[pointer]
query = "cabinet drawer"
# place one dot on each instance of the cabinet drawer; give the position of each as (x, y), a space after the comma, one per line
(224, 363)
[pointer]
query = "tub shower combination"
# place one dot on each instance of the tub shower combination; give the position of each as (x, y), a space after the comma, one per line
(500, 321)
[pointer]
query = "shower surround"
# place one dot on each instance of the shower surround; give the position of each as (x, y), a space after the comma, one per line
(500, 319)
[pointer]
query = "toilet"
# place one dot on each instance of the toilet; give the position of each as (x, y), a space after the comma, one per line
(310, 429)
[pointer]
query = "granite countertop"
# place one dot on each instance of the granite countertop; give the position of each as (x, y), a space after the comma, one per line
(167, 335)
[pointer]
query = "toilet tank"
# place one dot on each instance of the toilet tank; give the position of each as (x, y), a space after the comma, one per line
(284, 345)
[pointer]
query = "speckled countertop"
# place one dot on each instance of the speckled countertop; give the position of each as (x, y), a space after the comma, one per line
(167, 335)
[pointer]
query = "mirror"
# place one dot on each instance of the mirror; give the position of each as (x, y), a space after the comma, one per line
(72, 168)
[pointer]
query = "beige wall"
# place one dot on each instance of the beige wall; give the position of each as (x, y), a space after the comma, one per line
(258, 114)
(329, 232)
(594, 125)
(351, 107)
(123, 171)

:::::

**Set task**
Reproduce each record shown above without altering a single word.

**The reply**
[pointer]
query = "cabinet drawer"
# place one dot on each instance of the cabinet drawer; give the position of each as (x, y), a space after the comma, one per line
(224, 363)
[pointer]
query = "tub shower combination"
# place one dot on each instance of the tub shower combination; give the position of each as (x, y), a space after the comma, one per line
(500, 321)
[pointer]
query = "shower surround"
# place one dot on each instance of the shower surround; give the position of each as (x, y), a space after the comma, one per line
(500, 319)
[pointer]
query = "toilet"
# place one dot on each instance of the toilet; give the position of each as (x, y), a space after the comma, one per line
(310, 429)
[pointer]
query = "granite countertop"
# place one dot on each instance of the granite countertop; give the position of each as (x, y), a space after the comma, one per line
(167, 335)
[pointer]
query = "toilet tank"
# place one dot on each instance of the toilet tank; give the position of each as (x, y), a space after the comma, one per line
(284, 345)
[pointer]
query = "speckled countertop"
# place one dot on each instance of the speckled countertop; give the position of each as (x, y), a space after the comma, one per line
(167, 335)
[pointer]
query = "mirror"
# place one dot on each instance of the mirror; give the position of each as (x, y), a space after the comma, one per line
(72, 168)
[pointer]
query = "beige wall"
# place one dot on each instance of the beige wall; give the position of each as (x, y), a space after the comma, one per line
(258, 114)
(329, 232)
(594, 125)
(351, 107)
(123, 171)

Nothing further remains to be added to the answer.